- **REQUIRED TASK**
Could you output the records from the line containing "of the wheel" up to and including the line containing "[[91, 139], [223, 107]]" as a JSON list of strings, with one string per line and blank lines omitted?

- **INPUT ROWS**
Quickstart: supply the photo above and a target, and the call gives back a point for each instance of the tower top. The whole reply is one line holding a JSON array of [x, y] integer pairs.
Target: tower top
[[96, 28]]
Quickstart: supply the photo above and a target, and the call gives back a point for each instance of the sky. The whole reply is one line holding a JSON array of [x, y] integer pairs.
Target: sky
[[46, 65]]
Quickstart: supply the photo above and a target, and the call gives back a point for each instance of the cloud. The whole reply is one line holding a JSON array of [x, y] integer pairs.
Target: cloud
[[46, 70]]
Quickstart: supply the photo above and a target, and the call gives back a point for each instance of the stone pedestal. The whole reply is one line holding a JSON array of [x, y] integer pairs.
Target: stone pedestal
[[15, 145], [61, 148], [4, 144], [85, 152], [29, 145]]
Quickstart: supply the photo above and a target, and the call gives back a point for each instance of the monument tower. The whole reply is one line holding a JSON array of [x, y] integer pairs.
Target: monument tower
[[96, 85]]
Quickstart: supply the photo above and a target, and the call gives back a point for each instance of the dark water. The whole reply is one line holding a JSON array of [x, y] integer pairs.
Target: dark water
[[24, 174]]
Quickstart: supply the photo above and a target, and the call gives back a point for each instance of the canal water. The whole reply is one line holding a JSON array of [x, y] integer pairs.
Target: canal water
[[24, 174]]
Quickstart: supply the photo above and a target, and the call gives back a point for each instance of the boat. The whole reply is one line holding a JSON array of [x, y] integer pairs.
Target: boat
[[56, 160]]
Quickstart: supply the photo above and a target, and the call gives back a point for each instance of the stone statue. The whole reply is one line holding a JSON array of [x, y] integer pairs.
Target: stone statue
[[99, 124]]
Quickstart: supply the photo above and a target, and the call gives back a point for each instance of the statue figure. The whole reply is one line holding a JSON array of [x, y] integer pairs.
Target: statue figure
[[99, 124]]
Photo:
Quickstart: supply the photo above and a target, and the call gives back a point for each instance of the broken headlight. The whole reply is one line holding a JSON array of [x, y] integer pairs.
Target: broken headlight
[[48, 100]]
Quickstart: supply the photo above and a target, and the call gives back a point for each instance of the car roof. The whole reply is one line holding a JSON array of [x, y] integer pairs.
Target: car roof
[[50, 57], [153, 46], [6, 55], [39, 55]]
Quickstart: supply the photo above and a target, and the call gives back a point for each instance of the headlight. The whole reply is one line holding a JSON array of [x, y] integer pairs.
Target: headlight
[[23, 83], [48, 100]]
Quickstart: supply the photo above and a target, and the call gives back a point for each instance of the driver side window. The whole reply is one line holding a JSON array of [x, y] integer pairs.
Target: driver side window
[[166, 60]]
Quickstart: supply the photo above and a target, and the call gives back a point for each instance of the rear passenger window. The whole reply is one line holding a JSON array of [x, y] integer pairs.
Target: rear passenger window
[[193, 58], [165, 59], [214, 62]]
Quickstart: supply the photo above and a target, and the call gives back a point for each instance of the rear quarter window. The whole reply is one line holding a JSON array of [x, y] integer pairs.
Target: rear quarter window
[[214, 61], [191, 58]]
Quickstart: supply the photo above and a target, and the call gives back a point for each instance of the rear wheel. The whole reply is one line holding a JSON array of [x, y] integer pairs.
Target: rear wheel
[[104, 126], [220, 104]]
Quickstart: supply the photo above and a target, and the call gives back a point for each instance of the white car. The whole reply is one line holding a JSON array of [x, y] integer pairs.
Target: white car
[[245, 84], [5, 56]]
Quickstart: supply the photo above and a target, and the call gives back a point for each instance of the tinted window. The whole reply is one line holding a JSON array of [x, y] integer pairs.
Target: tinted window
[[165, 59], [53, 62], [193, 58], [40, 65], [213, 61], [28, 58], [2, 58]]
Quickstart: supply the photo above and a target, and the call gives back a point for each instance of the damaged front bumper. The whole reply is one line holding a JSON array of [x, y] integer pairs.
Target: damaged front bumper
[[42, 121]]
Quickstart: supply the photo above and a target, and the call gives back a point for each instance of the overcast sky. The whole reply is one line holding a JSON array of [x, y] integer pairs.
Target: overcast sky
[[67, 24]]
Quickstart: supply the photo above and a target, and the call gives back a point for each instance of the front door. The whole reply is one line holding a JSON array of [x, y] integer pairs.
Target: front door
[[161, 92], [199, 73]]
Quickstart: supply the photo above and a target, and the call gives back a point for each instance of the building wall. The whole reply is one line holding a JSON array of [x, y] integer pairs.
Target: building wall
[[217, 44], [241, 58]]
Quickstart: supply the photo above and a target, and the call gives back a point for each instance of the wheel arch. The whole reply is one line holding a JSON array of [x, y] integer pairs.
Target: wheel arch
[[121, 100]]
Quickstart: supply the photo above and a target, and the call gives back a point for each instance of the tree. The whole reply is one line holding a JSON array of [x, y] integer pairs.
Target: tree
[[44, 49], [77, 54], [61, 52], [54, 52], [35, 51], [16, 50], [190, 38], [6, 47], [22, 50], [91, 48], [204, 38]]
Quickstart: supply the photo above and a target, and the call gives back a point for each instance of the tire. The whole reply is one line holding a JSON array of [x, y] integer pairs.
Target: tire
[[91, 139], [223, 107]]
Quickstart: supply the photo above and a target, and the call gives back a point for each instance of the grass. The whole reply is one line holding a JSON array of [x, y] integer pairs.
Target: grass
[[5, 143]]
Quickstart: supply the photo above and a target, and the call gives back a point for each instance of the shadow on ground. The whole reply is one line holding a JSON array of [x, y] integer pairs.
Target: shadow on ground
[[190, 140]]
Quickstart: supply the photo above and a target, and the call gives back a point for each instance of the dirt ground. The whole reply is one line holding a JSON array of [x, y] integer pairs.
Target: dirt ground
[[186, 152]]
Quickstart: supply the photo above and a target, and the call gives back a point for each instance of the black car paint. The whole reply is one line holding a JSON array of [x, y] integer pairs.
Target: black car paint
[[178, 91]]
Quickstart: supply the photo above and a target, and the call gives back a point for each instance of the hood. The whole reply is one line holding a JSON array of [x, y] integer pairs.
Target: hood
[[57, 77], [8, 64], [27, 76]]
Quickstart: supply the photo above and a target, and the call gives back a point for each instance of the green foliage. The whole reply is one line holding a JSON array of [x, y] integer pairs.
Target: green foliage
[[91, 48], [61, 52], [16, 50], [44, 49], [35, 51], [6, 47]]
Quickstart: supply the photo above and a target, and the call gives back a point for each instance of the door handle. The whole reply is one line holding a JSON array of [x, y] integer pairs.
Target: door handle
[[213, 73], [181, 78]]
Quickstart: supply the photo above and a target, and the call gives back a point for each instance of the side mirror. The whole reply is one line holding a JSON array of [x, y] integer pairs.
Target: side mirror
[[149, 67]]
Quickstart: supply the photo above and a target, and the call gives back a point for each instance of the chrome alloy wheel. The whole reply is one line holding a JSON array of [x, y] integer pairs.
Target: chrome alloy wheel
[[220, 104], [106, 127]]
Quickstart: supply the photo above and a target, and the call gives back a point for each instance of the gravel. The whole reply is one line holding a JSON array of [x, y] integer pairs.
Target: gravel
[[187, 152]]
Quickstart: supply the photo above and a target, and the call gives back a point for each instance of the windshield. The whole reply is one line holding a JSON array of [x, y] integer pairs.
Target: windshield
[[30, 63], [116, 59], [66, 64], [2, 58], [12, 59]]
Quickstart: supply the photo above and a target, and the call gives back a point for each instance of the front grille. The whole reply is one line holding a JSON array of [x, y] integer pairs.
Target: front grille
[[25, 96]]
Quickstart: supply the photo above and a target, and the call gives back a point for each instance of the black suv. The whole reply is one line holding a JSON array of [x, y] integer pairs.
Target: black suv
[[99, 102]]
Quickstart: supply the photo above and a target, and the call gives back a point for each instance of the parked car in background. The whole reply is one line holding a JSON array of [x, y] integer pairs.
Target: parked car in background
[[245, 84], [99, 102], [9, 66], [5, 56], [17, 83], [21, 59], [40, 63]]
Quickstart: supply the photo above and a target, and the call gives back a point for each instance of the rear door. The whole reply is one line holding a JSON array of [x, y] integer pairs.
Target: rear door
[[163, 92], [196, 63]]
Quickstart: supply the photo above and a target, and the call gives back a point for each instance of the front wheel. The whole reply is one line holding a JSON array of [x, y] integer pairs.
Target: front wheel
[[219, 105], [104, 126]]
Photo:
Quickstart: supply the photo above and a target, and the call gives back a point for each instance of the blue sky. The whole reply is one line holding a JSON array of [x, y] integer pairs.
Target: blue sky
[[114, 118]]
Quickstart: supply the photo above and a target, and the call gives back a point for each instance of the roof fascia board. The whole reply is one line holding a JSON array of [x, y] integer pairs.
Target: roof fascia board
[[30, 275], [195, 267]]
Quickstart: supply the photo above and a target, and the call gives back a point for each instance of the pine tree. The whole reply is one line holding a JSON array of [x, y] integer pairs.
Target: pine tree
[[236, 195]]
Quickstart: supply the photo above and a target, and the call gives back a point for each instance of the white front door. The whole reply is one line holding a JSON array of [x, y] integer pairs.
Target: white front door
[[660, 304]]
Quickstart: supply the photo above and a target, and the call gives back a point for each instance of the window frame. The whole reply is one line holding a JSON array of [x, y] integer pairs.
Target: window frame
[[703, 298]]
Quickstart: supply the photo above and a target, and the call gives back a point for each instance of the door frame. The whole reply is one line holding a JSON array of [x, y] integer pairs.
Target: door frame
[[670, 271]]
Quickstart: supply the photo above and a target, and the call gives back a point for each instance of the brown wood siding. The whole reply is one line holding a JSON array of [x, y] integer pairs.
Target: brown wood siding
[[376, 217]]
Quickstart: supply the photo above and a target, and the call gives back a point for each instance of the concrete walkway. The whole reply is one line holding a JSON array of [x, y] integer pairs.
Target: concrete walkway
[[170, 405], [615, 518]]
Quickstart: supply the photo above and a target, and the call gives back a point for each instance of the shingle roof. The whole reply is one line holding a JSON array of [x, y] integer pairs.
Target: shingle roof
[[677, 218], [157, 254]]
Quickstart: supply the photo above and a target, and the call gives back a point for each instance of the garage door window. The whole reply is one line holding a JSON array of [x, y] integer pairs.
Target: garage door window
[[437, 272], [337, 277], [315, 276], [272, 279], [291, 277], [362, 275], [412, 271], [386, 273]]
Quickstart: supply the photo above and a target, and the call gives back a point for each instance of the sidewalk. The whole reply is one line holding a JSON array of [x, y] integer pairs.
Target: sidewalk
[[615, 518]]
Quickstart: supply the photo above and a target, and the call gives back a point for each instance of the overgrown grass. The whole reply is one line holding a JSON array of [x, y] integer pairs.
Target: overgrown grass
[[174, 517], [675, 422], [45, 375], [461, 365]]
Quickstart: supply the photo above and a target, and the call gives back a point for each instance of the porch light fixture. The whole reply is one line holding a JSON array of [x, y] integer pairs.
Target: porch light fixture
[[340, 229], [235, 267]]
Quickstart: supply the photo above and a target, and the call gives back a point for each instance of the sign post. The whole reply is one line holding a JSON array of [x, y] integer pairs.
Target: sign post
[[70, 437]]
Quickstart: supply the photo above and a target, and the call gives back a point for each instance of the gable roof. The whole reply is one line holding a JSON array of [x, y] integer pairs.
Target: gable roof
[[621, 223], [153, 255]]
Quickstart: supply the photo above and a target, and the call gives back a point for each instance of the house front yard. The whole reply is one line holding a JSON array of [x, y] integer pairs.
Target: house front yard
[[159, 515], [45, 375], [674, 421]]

- **FINISHED TASK**
[
  "Quickstart: supply the photo above and a target, and the call gives back a point for each instance of the wheel arch. The whole reply is one line holding a JSON array of [x, y] integer pairs.",
  "Target: wheel arch",
  "[[121, 100]]",
  "Quickstart: supply the photo above and a target, and the call gives back a point for each instance of the tree. The whole reply is one line holding a JSON array of [x, y] integer pairs.",
  "Target: tree",
  "[[44, 49], [77, 54], [61, 52], [54, 52], [35, 51], [16, 50], [190, 38], [6, 47], [22, 50], [91, 48], [204, 38]]",
  "Quickstart: supply the photo above and a target, and the call gives back a point for each instance of the tire. The whole reply is one line holding a JSON array of [x, y] integer pairs.",
  "Target: tire",
  "[[91, 139], [223, 107]]"
]